» **YOUR INSTRUCTIONS**
Reproduce each of the rows below verbatim, changing no character.

» **RECORD EXTRACTS**
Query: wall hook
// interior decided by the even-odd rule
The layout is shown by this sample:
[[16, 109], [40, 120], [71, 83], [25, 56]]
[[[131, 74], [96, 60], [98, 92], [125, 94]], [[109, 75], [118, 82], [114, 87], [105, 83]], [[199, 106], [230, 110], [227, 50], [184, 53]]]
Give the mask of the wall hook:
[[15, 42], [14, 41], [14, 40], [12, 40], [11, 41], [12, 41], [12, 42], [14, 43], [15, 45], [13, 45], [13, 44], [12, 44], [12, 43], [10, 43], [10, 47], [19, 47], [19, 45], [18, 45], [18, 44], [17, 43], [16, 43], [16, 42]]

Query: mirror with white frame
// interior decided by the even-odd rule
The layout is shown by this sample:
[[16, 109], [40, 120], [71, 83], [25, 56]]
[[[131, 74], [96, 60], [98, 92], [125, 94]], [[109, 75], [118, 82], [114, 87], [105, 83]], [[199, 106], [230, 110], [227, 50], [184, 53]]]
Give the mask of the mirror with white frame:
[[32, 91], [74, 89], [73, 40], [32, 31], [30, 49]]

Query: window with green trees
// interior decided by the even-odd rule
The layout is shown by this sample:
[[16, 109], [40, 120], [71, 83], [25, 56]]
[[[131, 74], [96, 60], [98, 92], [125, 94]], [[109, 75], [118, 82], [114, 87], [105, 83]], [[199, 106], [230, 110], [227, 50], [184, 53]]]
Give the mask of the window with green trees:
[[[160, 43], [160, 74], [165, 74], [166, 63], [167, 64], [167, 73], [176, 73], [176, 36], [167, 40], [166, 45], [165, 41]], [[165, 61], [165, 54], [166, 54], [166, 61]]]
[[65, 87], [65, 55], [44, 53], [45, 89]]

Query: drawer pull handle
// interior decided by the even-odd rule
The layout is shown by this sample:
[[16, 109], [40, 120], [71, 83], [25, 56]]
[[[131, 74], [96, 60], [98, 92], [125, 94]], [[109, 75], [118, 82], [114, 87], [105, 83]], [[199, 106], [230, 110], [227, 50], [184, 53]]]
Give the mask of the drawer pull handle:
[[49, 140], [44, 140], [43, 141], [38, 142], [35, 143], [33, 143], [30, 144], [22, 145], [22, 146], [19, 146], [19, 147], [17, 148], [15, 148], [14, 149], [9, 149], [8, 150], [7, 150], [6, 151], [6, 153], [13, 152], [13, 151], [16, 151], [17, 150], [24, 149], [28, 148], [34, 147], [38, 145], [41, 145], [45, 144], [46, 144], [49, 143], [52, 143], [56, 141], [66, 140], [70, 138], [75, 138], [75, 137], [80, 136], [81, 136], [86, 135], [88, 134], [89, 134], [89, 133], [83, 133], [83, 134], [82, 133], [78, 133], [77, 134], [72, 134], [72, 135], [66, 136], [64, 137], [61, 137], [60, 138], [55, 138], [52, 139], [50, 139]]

» **RESULT FOR THIS TASK**
Query: wall hook
// interior decided by the even-odd rule
The layout is shown by this sample:
[[16, 109], [40, 120], [71, 83], [25, 56]]
[[[131, 74], [96, 60], [98, 92], [125, 94]], [[109, 75], [118, 82], [114, 87], [105, 83]], [[199, 106], [230, 110], [227, 50], [184, 53]]]
Give the mask of the wall hook:
[[15, 42], [14, 41], [14, 40], [12, 40], [11, 41], [12, 41], [12, 42], [14, 43], [15, 45], [13, 45], [13, 44], [12, 44], [12, 43], [10, 43], [10, 47], [19, 47], [19, 45], [18, 45], [18, 44], [17, 43], [16, 43], [16, 42]]

Query: mirror with white frame
// interior decided by the even-odd rule
The layout is shown by this sample:
[[16, 109], [40, 120], [71, 83], [25, 56]]
[[[131, 74], [96, 60], [98, 92], [125, 94]], [[109, 75], [118, 82], [114, 87], [105, 83]], [[199, 106], [230, 110], [227, 50], [184, 53]]]
Give the mask of the mirror with white frame:
[[32, 91], [74, 89], [73, 40], [32, 31], [30, 49]]

Query: window with green trees
// interior decided by the even-odd rule
The layout is shown by this sample:
[[16, 109], [40, 120], [71, 83], [25, 56]]
[[[131, 74], [96, 60], [98, 92], [125, 94]], [[109, 75], [118, 82], [114, 87], [105, 83]], [[199, 106], [230, 110], [227, 50], [184, 53]]]
Give the mask of the window with green trees:
[[[160, 43], [160, 74], [165, 74], [166, 63], [167, 64], [167, 73], [176, 73], [176, 36], [167, 40], [166, 45], [165, 41]], [[165, 61], [165, 54], [166, 54], [166, 61]]]
[[65, 87], [65, 55], [44, 53], [45, 89]]

Query: drawer pull handle
// interior decided by the even-odd rule
The layout is shown by this sample:
[[16, 109], [40, 120], [71, 83], [25, 56]]
[[[131, 74], [96, 60], [98, 92], [125, 94]], [[109, 75], [118, 82], [114, 87], [105, 83]], [[199, 106], [230, 110], [227, 50], [184, 53]]]
Give the mask of the drawer pull handle:
[[49, 140], [44, 140], [43, 141], [38, 142], [35, 143], [33, 143], [30, 144], [22, 145], [22, 146], [19, 146], [19, 147], [17, 148], [15, 148], [14, 149], [9, 149], [8, 150], [7, 150], [6, 151], [6, 153], [13, 152], [13, 151], [16, 151], [17, 150], [24, 149], [28, 148], [34, 147], [38, 145], [41, 145], [45, 144], [46, 144], [49, 143], [52, 143], [56, 141], [66, 140], [70, 138], [75, 138], [75, 137], [80, 136], [81, 136], [86, 135], [88, 134], [89, 134], [89, 133], [83, 133], [83, 134], [82, 133], [78, 133], [77, 134], [72, 134], [72, 135], [66, 136], [64, 137], [61, 137], [60, 138], [55, 138], [52, 139], [50, 139]]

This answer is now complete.